Problem details ▸ Copy all of the material below word for word, changing nothing in any line or number.

Recorded information ▸

----

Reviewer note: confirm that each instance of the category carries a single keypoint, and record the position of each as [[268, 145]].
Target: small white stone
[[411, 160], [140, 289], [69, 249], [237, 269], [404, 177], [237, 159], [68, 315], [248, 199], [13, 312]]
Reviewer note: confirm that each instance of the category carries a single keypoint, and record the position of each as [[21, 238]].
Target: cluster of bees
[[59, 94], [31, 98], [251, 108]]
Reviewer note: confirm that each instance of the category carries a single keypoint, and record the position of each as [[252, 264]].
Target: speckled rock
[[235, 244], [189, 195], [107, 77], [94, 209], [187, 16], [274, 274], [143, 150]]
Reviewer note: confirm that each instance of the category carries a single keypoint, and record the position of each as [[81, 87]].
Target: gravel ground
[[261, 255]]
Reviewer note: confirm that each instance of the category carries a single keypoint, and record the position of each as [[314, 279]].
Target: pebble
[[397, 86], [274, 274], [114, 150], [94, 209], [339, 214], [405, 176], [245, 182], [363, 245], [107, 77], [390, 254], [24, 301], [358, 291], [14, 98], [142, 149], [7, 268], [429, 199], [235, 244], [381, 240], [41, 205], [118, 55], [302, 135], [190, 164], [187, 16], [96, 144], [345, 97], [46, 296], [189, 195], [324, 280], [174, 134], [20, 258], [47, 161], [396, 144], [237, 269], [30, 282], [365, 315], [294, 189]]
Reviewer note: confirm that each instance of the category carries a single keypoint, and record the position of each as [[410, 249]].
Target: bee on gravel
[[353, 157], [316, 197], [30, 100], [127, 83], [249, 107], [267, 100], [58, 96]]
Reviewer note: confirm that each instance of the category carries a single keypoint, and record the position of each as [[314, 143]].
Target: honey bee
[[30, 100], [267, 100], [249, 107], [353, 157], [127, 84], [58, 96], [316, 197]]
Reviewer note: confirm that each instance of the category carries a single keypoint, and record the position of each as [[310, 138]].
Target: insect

----

Full output ▸
Reviewer note: confirm that each instance of the category carries a single keypoint, and record the position of each as [[268, 145]].
Target: small white stone
[[411, 160], [140, 289], [69, 249], [237, 269], [404, 177], [237, 159], [68, 315], [248, 199], [13, 312]]
Reviewer note: confirm that each instance of the category carries a single keypoint, and record the position of each as [[21, 238]].
Target: cluster of bees
[[59, 94], [31, 98], [251, 108]]
Reviewer note: confirm that each instance of the category carries a single keypoint, and record the position of each as [[252, 264]].
Target: speckled rock
[[235, 244], [189, 195], [107, 77], [94, 209], [187, 16], [274, 274], [143, 150]]
Reviewer note: confirm that each instance of the category carries a single keypoint, and record the position of each as [[81, 87]].
Target: gravel ground
[[261, 255]]
Reviewer note: confirm that each instance of the category carries a single keypoint, and record the position of each as [[314, 279]].
Target: pebble
[[397, 86], [274, 274], [114, 150], [94, 209], [339, 214], [405, 176], [245, 182], [363, 245], [107, 77], [390, 254], [24, 301], [358, 291], [14, 98], [142, 149], [7, 268], [429, 199], [235, 244], [381, 240], [41, 205], [118, 55], [302, 135], [190, 164], [187, 16], [96, 144], [345, 97], [46, 296], [189, 195], [324, 280], [174, 134], [20, 258], [47, 161], [396, 144], [237, 269], [30, 282], [365, 315], [294, 189]]
Reviewer note: confirm that each instance of the category carries a single keypoint, and record the position of each as [[410, 249]].
Target: bee on gravel
[[353, 157], [316, 197], [30, 100], [127, 83], [249, 107], [267, 100], [58, 96]]
Reviewer note: confirm that each instance of the category carries a single keypoint, and record the position of each as [[314, 143]].
Target: honey bee
[[30, 100], [267, 100], [249, 107], [353, 157], [127, 84], [58, 96], [316, 197]]
Reviewer note: confirm that each instance of the category carries a single keypoint, and record the position of each as [[310, 138]].
Target: insect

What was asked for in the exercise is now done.